Selected text ->
-- Opening Marker --
Monday, February 19, 2007

S-A-T-U-R- D-A-Y NIGHT!

Apologies in advance for the lack of links on this post. The "New Blogger" doesn't seem to want to cooperate with me today. Fuckers.

So the b.h. played a show on Saturday evening, along with his band, some friends from Tennessee, and a fantastic band from Ohio whose name I cannot recall to save my life right now. (Sorry, guys).
After bartending for a room full of our friends for four hours, I was relieved by the night shift and we all made our way over to the Caledonia Lounge to see three more fantastic bands. Mother Jackson sounded better than they ever have, in my humble opinion; Still Small Voice was great, as usual, though I am not sure that the setting suits them as well as Tasty World; and Southern Bitch brought the house down for their CD release show. Wendy looks fantastic, having recovered (we hope) fully from her emergency surgery. She was stomping around stage in a pair of very tall, very glittery, gold high heels, that I could neither pull of nor stand on for more than a split second under the best of circumstances. It was really impressive. They all played as well as I have ever seen them.
At night's end I wound up piloting the van for our out of town friends, who at that point had been drinking for a full fourteen hours. I was immediately reminded how lucky I am to have learned to drive in a 1977 Ford LTD. The guys were sprawled out in the back and the b.h., who is not a driver, was in the passenger's seat. We left our car downtown (no tickets on the Lord's Day), and headed home. Mostly when I am around a group of very loud, very drunk people, I am immediately irritated and whenever possible i run in another direction. This particular group of guys has the distinction of being both very tolerable and highly amusing, however, and I can't remember the last time I laughed as hard as I did on that ride.
-- Closing Marker --
Available data ->
-- Opening Marker --
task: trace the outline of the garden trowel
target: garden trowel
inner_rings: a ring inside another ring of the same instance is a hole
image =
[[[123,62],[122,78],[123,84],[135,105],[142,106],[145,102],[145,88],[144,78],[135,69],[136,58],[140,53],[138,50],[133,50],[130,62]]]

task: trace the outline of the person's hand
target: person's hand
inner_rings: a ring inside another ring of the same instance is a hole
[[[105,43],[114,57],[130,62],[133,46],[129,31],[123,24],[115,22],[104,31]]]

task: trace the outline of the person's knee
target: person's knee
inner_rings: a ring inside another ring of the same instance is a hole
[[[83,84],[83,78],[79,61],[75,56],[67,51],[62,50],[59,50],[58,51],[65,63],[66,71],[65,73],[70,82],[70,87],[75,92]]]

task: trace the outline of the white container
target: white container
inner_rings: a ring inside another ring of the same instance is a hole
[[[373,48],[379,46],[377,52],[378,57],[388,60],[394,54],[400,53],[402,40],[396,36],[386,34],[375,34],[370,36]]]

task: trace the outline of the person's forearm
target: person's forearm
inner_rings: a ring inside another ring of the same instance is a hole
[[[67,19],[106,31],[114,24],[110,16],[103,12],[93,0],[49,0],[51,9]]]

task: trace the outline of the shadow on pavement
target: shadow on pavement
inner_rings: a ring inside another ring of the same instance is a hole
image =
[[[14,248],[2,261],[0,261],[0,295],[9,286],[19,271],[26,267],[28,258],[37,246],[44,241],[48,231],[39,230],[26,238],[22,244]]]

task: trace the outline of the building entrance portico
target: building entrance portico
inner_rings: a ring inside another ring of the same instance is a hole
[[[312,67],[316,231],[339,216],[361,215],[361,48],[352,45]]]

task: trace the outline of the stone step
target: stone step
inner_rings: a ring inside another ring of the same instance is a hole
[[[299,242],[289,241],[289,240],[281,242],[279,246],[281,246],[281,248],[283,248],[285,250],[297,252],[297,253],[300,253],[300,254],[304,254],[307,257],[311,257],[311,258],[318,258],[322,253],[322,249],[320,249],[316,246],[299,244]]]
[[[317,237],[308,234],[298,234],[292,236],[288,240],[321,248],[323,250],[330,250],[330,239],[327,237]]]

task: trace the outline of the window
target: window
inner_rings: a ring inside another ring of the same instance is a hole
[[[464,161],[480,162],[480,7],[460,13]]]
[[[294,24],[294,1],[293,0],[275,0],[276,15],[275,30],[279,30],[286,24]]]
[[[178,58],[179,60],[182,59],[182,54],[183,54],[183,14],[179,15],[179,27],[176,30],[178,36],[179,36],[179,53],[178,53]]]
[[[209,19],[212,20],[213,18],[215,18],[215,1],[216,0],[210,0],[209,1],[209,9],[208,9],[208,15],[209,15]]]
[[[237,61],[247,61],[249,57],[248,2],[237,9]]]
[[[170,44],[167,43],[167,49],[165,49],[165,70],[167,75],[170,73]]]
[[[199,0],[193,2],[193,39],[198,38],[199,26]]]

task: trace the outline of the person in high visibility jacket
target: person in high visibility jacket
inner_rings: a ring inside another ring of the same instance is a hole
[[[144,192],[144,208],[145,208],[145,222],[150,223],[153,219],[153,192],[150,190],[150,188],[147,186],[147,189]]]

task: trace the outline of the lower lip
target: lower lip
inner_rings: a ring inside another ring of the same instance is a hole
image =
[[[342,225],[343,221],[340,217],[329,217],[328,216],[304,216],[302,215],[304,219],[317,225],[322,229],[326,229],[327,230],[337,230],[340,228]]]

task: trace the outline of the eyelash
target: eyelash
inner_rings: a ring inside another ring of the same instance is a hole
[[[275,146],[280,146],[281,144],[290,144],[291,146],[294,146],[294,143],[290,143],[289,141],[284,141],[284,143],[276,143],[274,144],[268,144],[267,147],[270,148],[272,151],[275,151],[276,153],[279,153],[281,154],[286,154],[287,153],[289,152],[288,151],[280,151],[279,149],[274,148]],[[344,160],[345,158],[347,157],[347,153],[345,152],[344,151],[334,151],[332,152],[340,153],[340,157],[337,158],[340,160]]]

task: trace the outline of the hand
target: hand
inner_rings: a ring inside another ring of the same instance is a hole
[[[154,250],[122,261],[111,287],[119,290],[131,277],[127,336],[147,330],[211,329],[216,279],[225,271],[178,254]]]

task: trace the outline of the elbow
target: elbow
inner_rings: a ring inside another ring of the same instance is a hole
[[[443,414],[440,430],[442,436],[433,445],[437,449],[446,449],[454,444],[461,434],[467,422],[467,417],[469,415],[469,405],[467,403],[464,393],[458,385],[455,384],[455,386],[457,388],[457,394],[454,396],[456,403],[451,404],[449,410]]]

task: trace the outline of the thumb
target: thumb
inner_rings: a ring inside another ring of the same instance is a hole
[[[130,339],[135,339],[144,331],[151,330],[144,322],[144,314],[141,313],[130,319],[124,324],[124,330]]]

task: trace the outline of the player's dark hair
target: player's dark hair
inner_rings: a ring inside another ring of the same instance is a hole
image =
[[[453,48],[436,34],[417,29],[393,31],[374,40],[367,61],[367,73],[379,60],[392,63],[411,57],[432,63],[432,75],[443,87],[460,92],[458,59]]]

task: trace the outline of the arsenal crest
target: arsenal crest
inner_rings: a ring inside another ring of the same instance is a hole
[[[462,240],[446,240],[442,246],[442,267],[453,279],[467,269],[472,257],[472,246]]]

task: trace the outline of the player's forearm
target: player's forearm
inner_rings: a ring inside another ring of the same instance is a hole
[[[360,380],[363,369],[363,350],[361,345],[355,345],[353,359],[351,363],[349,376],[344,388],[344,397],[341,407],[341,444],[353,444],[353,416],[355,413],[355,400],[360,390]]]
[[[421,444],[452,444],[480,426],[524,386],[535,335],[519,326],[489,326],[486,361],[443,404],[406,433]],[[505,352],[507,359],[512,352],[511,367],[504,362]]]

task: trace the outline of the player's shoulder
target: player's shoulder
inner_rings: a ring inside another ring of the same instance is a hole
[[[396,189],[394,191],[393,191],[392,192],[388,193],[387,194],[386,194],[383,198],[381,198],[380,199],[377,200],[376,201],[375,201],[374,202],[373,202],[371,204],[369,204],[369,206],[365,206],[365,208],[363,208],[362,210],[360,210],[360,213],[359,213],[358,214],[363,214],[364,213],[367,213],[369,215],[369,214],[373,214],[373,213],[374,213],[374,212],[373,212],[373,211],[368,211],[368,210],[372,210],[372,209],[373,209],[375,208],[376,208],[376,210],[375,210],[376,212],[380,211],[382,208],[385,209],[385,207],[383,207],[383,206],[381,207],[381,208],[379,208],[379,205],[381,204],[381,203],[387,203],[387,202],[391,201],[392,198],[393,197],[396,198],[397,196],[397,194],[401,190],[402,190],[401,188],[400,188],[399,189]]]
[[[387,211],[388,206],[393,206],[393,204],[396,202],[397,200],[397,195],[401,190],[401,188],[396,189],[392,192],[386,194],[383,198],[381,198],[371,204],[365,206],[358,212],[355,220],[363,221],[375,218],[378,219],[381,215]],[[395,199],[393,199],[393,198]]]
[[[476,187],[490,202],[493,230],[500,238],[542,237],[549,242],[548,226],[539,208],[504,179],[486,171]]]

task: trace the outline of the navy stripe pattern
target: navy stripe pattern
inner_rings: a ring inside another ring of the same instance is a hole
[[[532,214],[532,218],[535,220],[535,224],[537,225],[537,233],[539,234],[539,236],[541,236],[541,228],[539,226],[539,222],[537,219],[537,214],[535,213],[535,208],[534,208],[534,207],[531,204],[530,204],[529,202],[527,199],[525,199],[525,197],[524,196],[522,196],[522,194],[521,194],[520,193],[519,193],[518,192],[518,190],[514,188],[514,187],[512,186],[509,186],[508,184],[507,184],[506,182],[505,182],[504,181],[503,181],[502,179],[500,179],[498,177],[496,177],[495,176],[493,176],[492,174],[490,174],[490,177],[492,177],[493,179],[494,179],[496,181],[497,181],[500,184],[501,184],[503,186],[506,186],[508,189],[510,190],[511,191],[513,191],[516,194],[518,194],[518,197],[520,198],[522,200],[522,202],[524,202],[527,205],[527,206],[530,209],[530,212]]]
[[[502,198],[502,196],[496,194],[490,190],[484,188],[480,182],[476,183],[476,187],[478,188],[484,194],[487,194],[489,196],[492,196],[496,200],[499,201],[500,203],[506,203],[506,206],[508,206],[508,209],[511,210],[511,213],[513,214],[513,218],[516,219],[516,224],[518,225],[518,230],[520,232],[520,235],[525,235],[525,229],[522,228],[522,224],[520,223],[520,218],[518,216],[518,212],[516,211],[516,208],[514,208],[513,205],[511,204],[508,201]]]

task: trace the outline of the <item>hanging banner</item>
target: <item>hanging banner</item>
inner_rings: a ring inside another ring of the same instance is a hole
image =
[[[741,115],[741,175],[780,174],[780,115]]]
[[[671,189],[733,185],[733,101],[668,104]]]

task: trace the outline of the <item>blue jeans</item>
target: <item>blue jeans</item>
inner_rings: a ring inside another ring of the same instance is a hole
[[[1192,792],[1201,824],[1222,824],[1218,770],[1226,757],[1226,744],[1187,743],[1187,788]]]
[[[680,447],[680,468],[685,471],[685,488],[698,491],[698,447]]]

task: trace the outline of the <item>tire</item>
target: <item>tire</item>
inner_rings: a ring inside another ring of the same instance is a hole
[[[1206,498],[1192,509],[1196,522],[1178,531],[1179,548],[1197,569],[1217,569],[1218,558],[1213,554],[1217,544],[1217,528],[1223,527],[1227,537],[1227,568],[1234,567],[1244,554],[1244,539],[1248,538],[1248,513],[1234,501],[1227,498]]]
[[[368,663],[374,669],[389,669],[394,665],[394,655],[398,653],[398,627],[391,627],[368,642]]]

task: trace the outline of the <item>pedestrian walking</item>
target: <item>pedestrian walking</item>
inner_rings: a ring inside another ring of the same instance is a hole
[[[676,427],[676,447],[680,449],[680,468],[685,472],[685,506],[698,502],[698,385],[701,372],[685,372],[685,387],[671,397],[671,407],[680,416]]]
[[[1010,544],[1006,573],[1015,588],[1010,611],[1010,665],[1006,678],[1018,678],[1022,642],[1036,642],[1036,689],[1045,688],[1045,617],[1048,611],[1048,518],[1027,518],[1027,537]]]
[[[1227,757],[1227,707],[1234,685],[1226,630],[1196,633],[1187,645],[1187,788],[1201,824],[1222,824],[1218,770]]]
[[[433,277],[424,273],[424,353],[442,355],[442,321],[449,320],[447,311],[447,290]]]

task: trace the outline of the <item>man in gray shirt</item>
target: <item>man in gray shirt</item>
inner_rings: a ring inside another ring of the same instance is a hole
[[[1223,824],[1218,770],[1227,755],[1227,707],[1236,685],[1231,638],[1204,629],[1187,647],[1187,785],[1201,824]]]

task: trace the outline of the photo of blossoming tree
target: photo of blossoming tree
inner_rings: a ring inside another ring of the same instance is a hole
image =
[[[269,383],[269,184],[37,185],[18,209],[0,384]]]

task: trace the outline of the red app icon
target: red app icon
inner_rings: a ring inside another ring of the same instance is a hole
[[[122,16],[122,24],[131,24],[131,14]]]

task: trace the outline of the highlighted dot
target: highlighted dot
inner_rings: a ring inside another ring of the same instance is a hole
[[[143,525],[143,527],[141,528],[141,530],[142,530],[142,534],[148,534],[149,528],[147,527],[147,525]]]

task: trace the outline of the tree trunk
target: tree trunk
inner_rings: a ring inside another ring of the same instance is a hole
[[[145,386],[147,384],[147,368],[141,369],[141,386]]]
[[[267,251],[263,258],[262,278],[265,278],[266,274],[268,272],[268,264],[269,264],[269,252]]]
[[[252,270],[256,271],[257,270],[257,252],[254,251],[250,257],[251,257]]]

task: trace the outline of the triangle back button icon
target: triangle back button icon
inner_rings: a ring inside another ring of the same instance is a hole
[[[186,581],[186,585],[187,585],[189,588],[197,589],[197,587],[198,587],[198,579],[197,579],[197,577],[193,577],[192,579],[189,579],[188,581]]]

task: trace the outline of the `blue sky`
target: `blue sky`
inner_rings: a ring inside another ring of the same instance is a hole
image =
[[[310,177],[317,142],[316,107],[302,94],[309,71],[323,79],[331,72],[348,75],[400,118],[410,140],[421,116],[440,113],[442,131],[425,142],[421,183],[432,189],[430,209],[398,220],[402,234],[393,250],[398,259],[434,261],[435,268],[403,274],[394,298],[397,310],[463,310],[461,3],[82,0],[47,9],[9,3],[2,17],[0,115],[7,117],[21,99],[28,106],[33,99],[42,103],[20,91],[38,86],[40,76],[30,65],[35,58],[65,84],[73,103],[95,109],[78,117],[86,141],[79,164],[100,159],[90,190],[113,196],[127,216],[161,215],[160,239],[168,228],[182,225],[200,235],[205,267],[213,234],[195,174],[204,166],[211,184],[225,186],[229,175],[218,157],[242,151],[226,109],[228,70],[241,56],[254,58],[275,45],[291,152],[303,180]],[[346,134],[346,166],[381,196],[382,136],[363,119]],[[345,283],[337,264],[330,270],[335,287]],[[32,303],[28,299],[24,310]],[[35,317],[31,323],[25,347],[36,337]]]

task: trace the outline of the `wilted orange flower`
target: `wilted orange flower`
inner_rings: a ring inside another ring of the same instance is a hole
-- Closing Marker --
Task prompt ->
Quote the blog post above, giving everything from "Monday, February 19, 2007" down to "me today. Fuckers.".

Problem solution ->
Monday, February 19, 2007

S-A-T-U-R- D-A-Y NIGHT!

Apologies in advance for the lack of links on this post. The "New Blogger" doesn't seem to want to cooperate with me today. Fuckers.